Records
▬▬▬
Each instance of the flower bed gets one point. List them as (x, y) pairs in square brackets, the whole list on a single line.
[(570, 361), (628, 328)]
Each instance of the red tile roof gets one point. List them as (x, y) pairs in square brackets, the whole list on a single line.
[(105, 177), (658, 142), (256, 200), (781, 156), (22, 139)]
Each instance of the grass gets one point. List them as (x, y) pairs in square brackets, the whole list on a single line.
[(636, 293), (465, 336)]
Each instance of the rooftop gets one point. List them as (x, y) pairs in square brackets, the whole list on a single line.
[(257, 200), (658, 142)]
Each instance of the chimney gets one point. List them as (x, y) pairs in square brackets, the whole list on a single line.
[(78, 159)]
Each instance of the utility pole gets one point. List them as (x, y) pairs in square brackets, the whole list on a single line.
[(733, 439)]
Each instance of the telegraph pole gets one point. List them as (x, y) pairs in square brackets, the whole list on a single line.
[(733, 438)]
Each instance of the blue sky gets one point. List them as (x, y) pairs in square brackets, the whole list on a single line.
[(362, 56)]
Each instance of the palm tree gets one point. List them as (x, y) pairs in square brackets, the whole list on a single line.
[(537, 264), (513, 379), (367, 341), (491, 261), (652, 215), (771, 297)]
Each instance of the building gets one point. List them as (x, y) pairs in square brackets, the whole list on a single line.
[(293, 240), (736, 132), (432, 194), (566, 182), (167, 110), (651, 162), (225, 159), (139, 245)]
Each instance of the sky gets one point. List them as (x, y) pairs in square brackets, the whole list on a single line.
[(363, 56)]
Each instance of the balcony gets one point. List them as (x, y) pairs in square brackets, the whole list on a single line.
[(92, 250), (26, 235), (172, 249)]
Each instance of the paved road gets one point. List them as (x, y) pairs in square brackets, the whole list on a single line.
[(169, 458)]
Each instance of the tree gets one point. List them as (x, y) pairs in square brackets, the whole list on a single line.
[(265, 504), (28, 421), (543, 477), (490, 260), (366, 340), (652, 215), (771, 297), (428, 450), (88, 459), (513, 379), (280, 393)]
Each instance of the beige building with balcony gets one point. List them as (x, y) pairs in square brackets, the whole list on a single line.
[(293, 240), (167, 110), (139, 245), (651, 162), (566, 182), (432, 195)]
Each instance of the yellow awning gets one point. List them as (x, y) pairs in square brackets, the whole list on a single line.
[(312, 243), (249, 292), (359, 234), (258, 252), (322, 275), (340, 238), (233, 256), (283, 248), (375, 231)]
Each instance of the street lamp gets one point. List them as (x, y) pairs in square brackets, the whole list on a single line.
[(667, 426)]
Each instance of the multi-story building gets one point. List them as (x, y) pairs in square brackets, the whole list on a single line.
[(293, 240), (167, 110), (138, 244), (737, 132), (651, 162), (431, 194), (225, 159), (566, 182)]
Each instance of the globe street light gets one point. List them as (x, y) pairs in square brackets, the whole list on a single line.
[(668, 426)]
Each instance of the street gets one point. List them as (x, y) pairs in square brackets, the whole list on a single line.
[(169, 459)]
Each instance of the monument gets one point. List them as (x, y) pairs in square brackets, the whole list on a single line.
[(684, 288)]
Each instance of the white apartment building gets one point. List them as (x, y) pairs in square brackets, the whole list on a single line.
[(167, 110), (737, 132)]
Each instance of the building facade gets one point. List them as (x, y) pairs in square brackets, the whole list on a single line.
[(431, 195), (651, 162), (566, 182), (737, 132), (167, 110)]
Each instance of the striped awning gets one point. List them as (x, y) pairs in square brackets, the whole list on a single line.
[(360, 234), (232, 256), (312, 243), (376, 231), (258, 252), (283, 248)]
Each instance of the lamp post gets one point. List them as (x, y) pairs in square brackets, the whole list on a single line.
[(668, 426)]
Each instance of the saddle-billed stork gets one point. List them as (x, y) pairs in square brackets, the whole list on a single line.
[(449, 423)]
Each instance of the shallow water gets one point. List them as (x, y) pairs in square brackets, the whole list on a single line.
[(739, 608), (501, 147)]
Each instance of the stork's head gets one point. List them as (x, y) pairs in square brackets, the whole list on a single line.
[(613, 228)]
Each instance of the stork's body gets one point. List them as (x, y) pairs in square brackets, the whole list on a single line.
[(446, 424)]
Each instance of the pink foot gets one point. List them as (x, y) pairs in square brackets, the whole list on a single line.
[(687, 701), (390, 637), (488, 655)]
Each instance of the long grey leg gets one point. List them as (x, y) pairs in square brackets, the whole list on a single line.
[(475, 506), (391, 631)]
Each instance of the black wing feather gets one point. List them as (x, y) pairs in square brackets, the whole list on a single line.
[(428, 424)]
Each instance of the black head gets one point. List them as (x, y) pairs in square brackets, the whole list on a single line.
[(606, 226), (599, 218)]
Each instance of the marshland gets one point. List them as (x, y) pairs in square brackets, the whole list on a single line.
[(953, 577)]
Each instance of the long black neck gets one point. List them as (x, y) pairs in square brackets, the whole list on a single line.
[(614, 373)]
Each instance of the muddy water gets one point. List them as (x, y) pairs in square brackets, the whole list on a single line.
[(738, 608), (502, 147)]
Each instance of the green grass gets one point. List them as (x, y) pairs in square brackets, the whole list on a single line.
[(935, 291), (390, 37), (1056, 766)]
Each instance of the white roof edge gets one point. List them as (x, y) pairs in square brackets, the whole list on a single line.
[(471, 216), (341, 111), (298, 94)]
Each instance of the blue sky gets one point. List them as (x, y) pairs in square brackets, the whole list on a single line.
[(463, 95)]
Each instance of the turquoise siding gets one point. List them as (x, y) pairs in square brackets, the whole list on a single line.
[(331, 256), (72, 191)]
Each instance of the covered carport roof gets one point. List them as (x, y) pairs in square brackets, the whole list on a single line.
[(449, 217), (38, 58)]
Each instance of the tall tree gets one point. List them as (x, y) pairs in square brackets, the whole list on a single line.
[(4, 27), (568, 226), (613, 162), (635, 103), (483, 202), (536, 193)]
▬▬▬
— Stated goal —
Generate an exact reproduction of all entries.

— Output —
Each instance of the flower bed gets one point. List them as (x, y) pairs in square brackets, the whole list on a single line.
[(570, 361), (628, 328)]
Each instance of the red tile roof gets one point. List them as (x, y) pairs in square brackets, the whole list on a single line.
[(105, 177), (658, 142), (256, 200), (781, 156), (22, 139)]
Each instance of the grass gets one point. List them as (x, y) pairs in square brackets, the whole list on a single line.
[(636, 293), (465, 336)]
Each instance of the rooftop gets one point. List them as (x, y) pairs in square brackets, the whole list on a single line.
[(257, 200), (658, 142)]
Each instance of the chimney gets one point. List them as (x, y) pairs in square brackets, the whole list on a single line.
[(78, 159)]
Each instance of the utility pole gets one point. List them as (x, y) pairs in square brackets, the whole list on a single line.
[(733, 439)]
Each instance of the telegraph pole gets one point. List them as (x, y) pairs in square brackets, the whole list on a single line.
[(733, 438)]
Each instance of the blue sky gets one point. List them as (x, y) pairs in square brackets, the whole list on a single line.
[(362, 56)]
Each instance of the palm tree gets one point. List them as (x, y) pairs in square brackets, the whole list on a single line.
[(537, 264), (513, 379), (367, 341), (491, 261), (652, 215), (771, 297)]
Each instance of the building gets one point. List them as (x, y) pairs in square brackets, the whole list on a single line.
[(293, 240), (736, 132), (432, 194), (566, 182), (167, 110), (651, 162), (225, 159), (139, 245)]
Each instance of the sky gets one point. List them as (x, y) pairs in square brackets, the whole list on a single line.
[(363, 56)]
Each instance of the balcony gets one point. List them as (x, y) pairs in square brackets, the whole list on a single line.
[(92, 250), (26, 235), (172, 249)]
Each instance of the paved road gets one point. List them as (x, y) pairs in square brackets, the whole list on a single line.
[(169, 458)]
Each instance of the tree gets one point. List them as (x, y) pairs in square brackets, the whole list on a single line.
[(265, 504), (28, 421), (543, 477), (490, 260), (366, 340), (652, 215), (771, 297), (428, 450), (88, 459), (513, 379), (280, 393)]
Each instance of the beige building with balcony gets one point. List them as (x, y) pairs in square brackets, the whole list on a single line.
[(293, 240), (167, 110), (139, 245), (651, 162), (566, 182), (432, 195)]
Each instance of the yellow awning gets one point. List them as (x, y) pairs in square brackets, the whole list on a single line.
[(312, 243), (249, 292), (359, 234), (258, 252), (322, 275), (340, 238), (233, 256), (283, 248), (375, 231)]
Each instance of the street lamp gets one point. List them as (x, y) pairs in square brackets, the whole list on a single line.
[(667, 426)]
Each instance of the multi-story building gets one point. List them as (x, y) pairs in square brackets, the whole list on a single line.
[(293, 240), (167, 110), (138, 244), (737, 132), (651, 162), (431, 194), (225, 159), (566, 182)]
Each instance of the globe street light gets one point. List them as (x, y) pairs in square brackets, the whole list on a single line.
[(668, 426)]
Each instance of the street gets one point. List them as (x, y) pairs in square brackets, the whole list on a single line.
[(169, 459)]
Each instance of the monument gets one point. List them as (x, y) pairs in square brackets, the whole list on a single line.
[(684, 288)]
Each instance of the white apartment building gets one point. List them as (x, y) pairs in square brackets, the whole list on a single line.
[(167, 110), (737, 132)]
Each instance of the building facade gets one point. List them as (x, y) pairs in square brackets, the whole list on a single line.
[(431, 195), (651, 162), (566, 182), (737, 132), (167, 110)]
Each instance of the striped awning gets one point. List them as (x, y) pairs in square brackets, the whole list on a single line.
[(360, 234), (232, 256), (312, 243), (376, 231), (258, 252), (283, 248)]
Each instance of the lamp post gets one point. List them as (x, y) pairs in square brackets, the whole list on a single line.
[(668, 426)]
Each instance of the saddle-billed stork gets one point. List them as (x, y) pairs in square brackets, the whole list on a single line.
[(449, 423)]
Each instance of the shallow water gets one point. List them as (x, y) pairs in square brackets, the whole list on a single line.
[(739, 608), (501, 147)]
Each instance of the stork's head gets one point. List them as (x, y) pairs in square brackets, the whole list on a single line.
[(613, 228)]
Each instance of the stork's body gets one point. List them as (x, y) pairs in square brackets, the whole list on a single line.
[(446, 424)]
Each instance of the pink foot gets one point. List them as (x, y) pairs in square brackets, the whole list on a single line.
[(687, 701), (390, 637), (488, 655)]
Each instance of the long grey leg gets one point. List them as (x, y) pairs in square brackets, the whole list on a single line.
[(475, 506), (391, 631)]
Each instance of the black wing feather gets one point. List them as (x, y) pairs in square brackets, the whole list on a single line.
[(428, 424)]
Each instance of the black head gets one point. List them as (x, y) pairs in square brackets, the whole list on a single line.
[(606, 226), (599, 218)]
Each instance of the marshland gets one point. List them as (x, y) pairs in square brackets, the whole list on a single line.
[(953, 577)]
Each instance of the long black neck gets one point. List them as (x, y) pairs in square brackets, the whole list on a single line.
[(614, 373)]
Each instance of the muddy water gets one point. List them as (x, y) pairs in square brackets, the whole list on a single line.
[(738, 608), (502, 147)]
Each instance of the green grass gets one point. List them as (x, y) pairs in square brackets, the whole list on a single line.
[(935, 291), (390, 37), (1056, 766)]
Each instance of the white roof edge gets one point. List them as (x, y) pairs in square brackets, the whole list on a single line.
[(471, 216), (341, 111), (298, 94)]
Each instance of the blue sky gets one point. List them as (x, y) pairs in square brackets, the whole list on a single line.
[(463, 95)]
Each instance of the turquoise siding gets one point. List them as (x, y) pairs in square brackets, the whole list on a single line.
[(331, 256), (72, 191)]
Each instance of the covered carport roof gets one point. List them as (x, y) pairs in square brackets, the whole list on a single line.
[(449, 217), (38, 58)]
Each instance of the tall tree gets one point. List them as (x, y) pairs in square brackets, the whole list on a single line.
[(4, 27), (568, 226), (613, 162), (635, 103), (483, 202), (536, 193)]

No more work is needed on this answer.